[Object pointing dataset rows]
++++++++++
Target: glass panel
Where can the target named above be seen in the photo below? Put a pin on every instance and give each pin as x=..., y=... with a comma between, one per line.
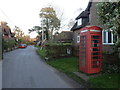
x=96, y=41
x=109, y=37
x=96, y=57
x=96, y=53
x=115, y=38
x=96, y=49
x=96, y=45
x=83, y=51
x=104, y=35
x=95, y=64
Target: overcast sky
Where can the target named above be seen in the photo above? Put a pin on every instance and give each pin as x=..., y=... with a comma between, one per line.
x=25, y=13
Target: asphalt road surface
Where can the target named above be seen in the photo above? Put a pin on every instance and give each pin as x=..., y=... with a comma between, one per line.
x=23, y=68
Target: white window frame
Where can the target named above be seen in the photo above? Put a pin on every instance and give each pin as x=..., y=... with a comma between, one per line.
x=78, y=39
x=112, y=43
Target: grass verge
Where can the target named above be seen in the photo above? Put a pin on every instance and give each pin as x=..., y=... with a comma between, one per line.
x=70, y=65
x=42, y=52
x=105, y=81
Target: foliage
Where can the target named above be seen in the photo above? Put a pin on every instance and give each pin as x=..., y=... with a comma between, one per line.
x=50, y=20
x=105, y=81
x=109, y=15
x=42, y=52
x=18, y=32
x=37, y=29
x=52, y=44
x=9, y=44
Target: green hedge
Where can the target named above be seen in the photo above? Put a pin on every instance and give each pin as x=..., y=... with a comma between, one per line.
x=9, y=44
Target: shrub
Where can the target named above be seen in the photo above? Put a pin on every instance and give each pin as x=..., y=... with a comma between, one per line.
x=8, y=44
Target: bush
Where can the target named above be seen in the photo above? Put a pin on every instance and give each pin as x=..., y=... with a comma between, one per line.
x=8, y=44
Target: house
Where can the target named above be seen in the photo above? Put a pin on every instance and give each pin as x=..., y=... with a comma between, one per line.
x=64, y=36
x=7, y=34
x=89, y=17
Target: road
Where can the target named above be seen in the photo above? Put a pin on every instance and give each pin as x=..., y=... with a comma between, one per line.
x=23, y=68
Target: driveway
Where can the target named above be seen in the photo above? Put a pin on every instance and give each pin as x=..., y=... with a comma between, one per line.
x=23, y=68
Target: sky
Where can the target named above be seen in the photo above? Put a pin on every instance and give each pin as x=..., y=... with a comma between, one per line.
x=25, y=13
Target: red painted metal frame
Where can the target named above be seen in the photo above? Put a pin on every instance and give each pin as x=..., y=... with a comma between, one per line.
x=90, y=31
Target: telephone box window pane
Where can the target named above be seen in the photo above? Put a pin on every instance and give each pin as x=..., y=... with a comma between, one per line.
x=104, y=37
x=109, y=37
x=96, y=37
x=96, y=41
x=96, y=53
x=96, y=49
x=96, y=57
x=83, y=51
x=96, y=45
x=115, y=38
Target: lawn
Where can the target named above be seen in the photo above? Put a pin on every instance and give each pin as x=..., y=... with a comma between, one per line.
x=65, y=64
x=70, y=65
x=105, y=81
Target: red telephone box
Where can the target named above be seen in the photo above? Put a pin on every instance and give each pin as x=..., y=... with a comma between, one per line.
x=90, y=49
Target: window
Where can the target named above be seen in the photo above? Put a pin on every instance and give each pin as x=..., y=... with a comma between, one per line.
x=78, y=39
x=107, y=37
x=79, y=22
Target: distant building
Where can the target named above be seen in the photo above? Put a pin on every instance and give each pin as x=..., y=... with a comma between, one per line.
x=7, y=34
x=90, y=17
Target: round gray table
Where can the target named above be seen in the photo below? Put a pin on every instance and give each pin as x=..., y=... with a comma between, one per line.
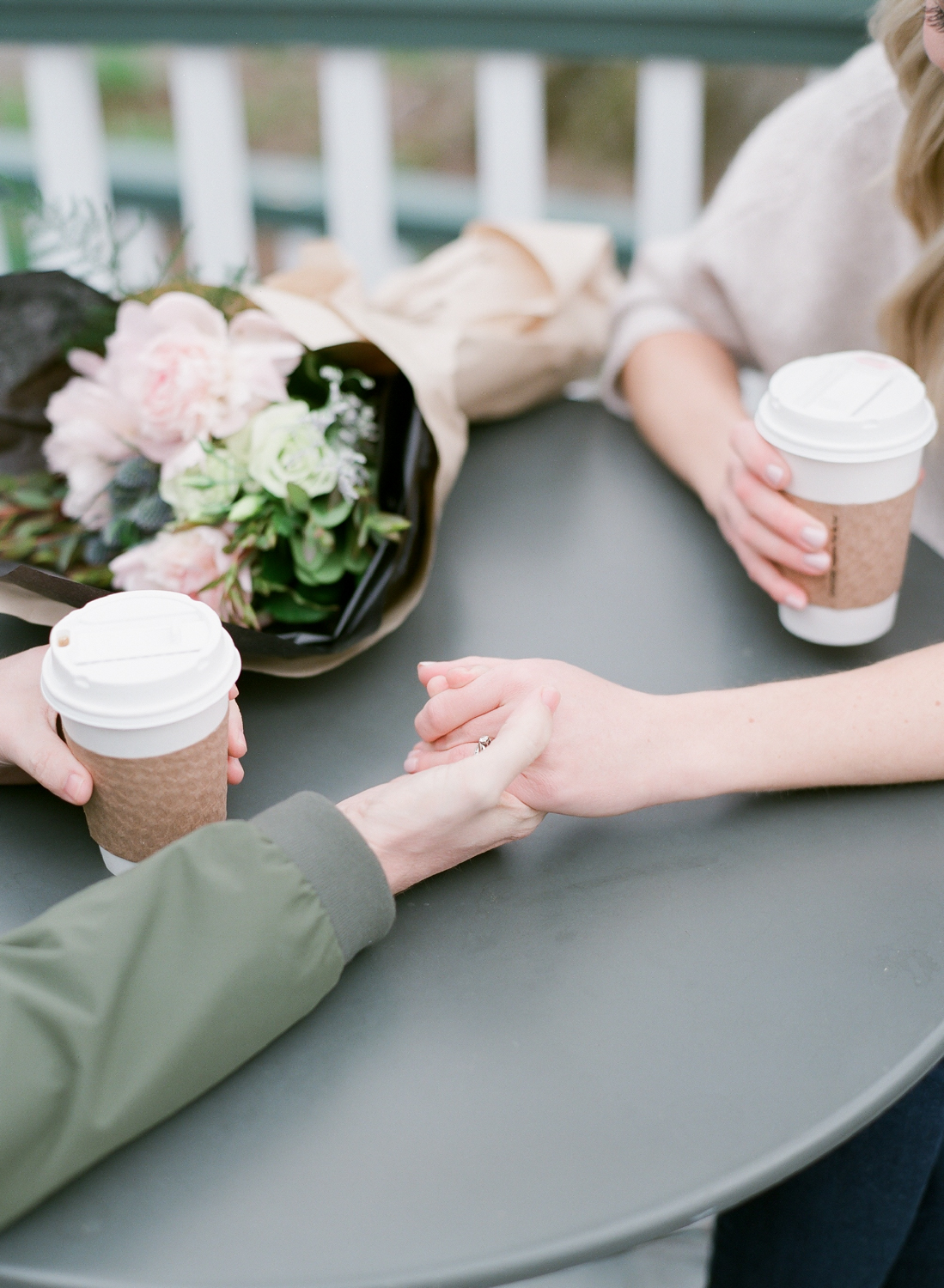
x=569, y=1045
++++++++++
* Given problem *
Render the records above as a two-column CSV with the header instruction,points and one row per record. Put each record's text in the instruction field and its answer in the points field, each field in double quotes with line breaks replaced by spaces, and leave out the pictures.

* Result of the exercise *
instruction,points
"Target: glass panel Where can the target named above be seen in the photo below? Put a pin on every instance and give each pin as x=..., y=... with a comma between, one per line.","x=96, y=41 x=109, y=37 x=96, y=57 x=96, y=53 x=115, y=38 x=96, y=49 x=96, y=45 x=83, y=51 x=104, y=35 x=95, y=64"
"Target: overcast sky Where can the target named above be seen in the photo above? Put a pin on every instance and give each pin as x=..., y=... with a comma between, one per line.","x=25, y=13"
"Target: asphalt road surface Where can the target named above be seen in the photo above? Put a pin on every instance and give each pin as x=..., y=... with a comma between, one per line.","x=23, y=68"
"Target: white window frame Where can the target named above be seen in the photo above? Put a pin on every instance and give each pin as x=..., y=... with a comma between, one per line.","x=78, y=39 x=112, y=43"
"Target: grass verge Where can the target named above be seen in the photo above? Put a pin on every instance and give each pin as x=..., y=... with a comma between, one per line.","x=70, y=65 x=42, y=52 x=105, y=81"
"Target: foliage Where can the target named above be seen in the photo above? Put a pin on every instance and give each pin as x=..., y=... with a comma between, one per line.","x=50, y=20 x=105, y=81 x=109, y=15 x=42, y=52 x=18, y=32 x=37, y=29 x=52, y=44 x=9, y=44"
"Target: green hedge Where can the target named above be seen in the photo above? Put a pin on every instance and give each pin as x=..., y=... with a comma between, one per line.","x=9, y=44"
"Target: shrub Where can the target named above be seen in the photo above? Put a pin on every instance and give each pin as x=..., y=... with a comma between, one per line.","x=8, y=44"
"Target: bush Where can the target named above be seen in the photo above? Put a pin on every instance and give each pin as x=..., y=... with a comma between, one per line.","x=8, y=44"
"Target: house Where can the target named above be seen in the photo above? Put a pin on every instance and give each pin as x=..., y=... with a comma between, one per line.","x=64, y=36 x=7, y=34 x=89, y=17"
"Target: road Where can the target named above be seen in the photo above? Put a pin on every instance and give each pin as x=..., y=... with a comma between, one per line.","x=23, y=68"
"Target: driveway Where can the target named above be seen in the photo above? Put a pin on every instance and give each pin as x=..., y=... with a comma between, one per line.","x=23, y=68"
"Target: sky Where can the target named above be seen in the photo above? Put a pin on every instance and give each pin as x=..., y=... with a comma between, one per line.","x=25, y=13"
"Target: red painted metal frame Where can the target named above be seen in the photo above? Put a pin on every instance and give each pin as x=..., y=... with a comma between, one per line.","x=90, y=31"
"Target: telephone box window pane Where can the target named above be seen in the photo above? Put a pin on every instance and give each pin as x=..., y=... with a comma between, one per line.","x=104, y=37 x=109, y=37 x=96, y=37 x=96, y=41 x=96, y=53 x=96, y=49 x=96, y=57 x=83, y=51 x=96, y=45 x=115, y=38"
"Target: lawn Where can the target named above be seen in the photo above? Put a pin on every instance and give each pin as x=..., y=... with a comma between, one per line.","x=65, y=64 x=70, y=65 x=105, y=81"
"Target: red telephone box Where can the target named above be seen in the photo above? Put a pin on every instance and give each pin as x=..., y=... with a comma between, one per line.","x=90, y=49"
"Target: window Where can the target named above be seen in the photo above? Put a pin on every instance and give each pin as x=..., y=... with a comma between, one per line.","x=78, y=39 x=107, y=37 x=79, y=22"
"Target: distant building Where can the target named above be seen in the photo above? Put a pin on every instance and give each pin as x=..., y=... with a comma between, one per line.","x=7, y=34 x=90, y=17"
"Target: round gray table Where can the target named above be seen in the photo below? Put a pin on every instance and give each pin as x=..., y=... with a comma between, one per line.","x=569, y=1045"